Locate the line that contains "Target: brown trousers" in the entries below, then repeat it and every following line through the line that contains "Target: window", exactly, and no others.
╭─ Excerpted data
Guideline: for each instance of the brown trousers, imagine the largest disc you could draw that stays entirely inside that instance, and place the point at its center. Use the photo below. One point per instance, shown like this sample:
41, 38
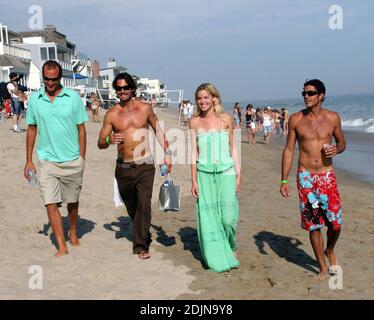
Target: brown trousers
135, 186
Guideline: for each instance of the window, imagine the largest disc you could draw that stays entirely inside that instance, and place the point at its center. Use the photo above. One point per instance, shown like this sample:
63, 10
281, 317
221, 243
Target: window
╰─
╭─ Excerpted data
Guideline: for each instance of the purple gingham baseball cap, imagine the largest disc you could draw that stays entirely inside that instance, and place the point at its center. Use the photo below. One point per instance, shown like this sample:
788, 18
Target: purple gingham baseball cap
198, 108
╰─
╭─ Excerpted data
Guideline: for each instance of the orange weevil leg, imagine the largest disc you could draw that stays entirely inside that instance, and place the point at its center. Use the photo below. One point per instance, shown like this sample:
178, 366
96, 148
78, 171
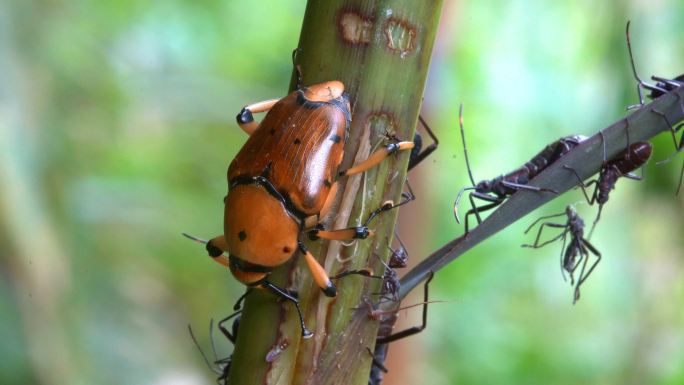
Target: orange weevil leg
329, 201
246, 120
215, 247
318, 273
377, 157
╰─
◆ **Task response**
Target: brown trousers
135, 186
Guideline: for each instance of the window, imagine the largest disc you could draw that stays entirely inside that instance, and place the point at its center. Use the photo above. One point per instance, shown like this sample:
63, 10
281, 317
221, 243
Target: window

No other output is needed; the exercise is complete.